We created a list of topics we wanted to learn this semester:
Working with our own data sets and stats issues as a group!! (no tutorials)
List of common statistical tests that we want to know.
“cstat” on campus speaker?
2. Bacterial genome assemblies
Siobhan [HPCC, checking quality, alignment to a reference on a laptop]
Nico [amplicons; bacterial and fungal communities]
Applications in python with relevant examples; searching, moving, isolating data using Python
iCER representative to help us? Mon, Thurs office hours (1-2pm)

Dataset entries:

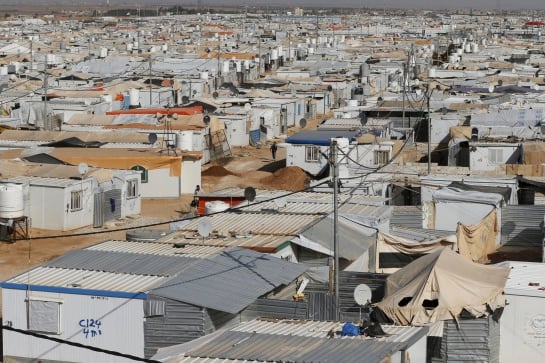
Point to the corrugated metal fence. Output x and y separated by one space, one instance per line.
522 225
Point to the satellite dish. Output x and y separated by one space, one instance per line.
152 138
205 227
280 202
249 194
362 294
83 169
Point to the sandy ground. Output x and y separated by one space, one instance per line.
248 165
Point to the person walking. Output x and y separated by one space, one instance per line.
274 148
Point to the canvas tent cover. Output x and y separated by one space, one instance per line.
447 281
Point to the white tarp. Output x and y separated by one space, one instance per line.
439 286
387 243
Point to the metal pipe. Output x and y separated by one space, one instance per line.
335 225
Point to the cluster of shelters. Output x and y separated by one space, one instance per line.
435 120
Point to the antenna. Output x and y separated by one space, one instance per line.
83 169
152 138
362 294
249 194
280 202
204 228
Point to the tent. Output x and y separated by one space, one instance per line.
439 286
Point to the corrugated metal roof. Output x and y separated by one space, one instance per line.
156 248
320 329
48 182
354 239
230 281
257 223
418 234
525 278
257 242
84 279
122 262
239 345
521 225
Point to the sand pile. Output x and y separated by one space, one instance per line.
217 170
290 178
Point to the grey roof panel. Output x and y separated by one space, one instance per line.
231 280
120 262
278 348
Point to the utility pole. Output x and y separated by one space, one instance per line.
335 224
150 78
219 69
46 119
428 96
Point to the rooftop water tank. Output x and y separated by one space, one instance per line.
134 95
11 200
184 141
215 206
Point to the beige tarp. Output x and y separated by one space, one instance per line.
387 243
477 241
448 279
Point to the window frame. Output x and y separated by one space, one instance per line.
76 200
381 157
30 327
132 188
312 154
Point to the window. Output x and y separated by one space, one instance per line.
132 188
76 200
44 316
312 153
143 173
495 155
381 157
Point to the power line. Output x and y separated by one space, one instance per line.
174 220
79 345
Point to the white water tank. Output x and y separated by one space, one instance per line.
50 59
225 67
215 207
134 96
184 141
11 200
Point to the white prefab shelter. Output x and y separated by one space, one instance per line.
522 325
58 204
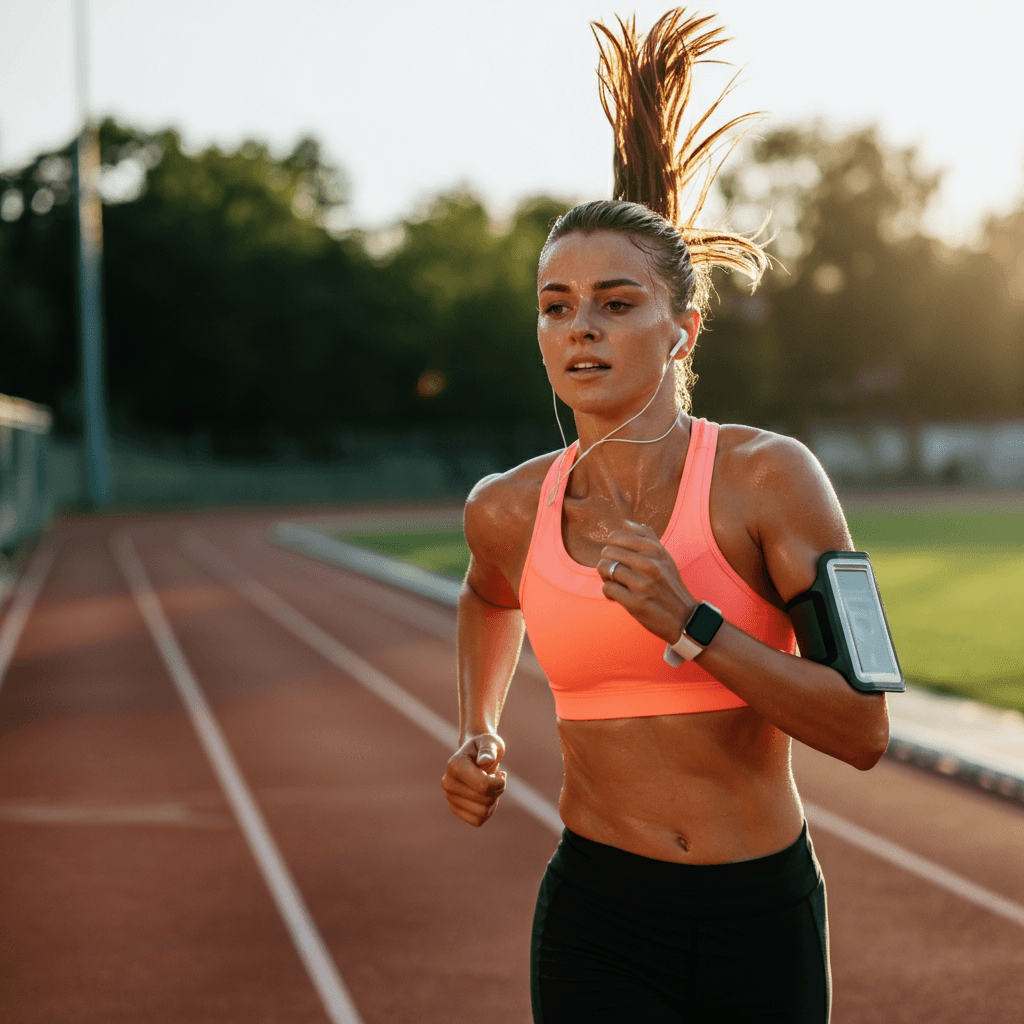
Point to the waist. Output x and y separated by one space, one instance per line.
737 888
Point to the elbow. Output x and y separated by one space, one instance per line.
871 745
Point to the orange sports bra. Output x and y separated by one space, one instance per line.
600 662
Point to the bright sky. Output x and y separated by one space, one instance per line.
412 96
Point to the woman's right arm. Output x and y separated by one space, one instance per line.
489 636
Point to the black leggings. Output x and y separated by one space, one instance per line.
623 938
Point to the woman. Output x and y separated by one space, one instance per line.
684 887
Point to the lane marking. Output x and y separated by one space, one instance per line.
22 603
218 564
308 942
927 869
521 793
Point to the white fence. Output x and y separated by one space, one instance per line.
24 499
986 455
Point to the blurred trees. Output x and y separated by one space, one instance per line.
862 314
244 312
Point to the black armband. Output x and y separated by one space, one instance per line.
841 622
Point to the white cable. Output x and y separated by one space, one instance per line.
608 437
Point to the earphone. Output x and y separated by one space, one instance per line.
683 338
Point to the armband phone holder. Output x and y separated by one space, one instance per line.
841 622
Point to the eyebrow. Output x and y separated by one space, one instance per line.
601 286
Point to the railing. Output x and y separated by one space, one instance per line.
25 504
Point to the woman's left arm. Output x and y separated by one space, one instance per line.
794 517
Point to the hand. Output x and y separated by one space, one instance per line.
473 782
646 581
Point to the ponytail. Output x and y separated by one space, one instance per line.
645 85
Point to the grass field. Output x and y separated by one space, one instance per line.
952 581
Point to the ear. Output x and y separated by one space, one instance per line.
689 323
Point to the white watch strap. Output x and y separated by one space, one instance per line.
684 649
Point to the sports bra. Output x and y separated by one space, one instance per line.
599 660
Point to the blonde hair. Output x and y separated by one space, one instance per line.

Exercise tasks »
1. Rewrite the semester topic list starting at "We created a" and ending at "on campus speaker?", changing "semester" to "term".
2. According to the semester topic list, on which days and at what time are the office hours for a possible iCER representative?
3. Extend the semester topic list with further entries after its final line.

Responses by item number »
1.
We created a list of topics we wanted to learn this term:
Working with our own data sets and stats issues as a group!! (no tutorials)
List of common statistical tests that we want to know.
“cstat” on campus speaker?

2. Monday and Thursday, 1-2pm.

3.
15-20 min of refresher to get more people using this
They recently updated their user interface for uploading files instead of using command line
Google Drive document for each week that consists of:
- What we want to do
- What someone already knows/what they can offer
- Collaboration instead of a lesson plan
We still need input from the group about specific skills in Python we want to acquire! Next week (Feb 9), we will discuss basic statistical tests and each group member will bring tests they know how to perform to share with the group. If you want to participate in the meeting and need to be added to the shared Google Drive folder or have Python input, please contact Katie Wozniak at email@example.com
We discussed statistical tests we frequently do and what we would still like to learn. For tests we use often, we ran code on actual data sets in R to understand format of code and results of test. Still on our list to do in R: non-parametric tests, and determining homogeneity of variance before running ANOVAs. More information about the meeting and a summary can be found in the shared drive (called “Feb9Mtg: Stat Tests”).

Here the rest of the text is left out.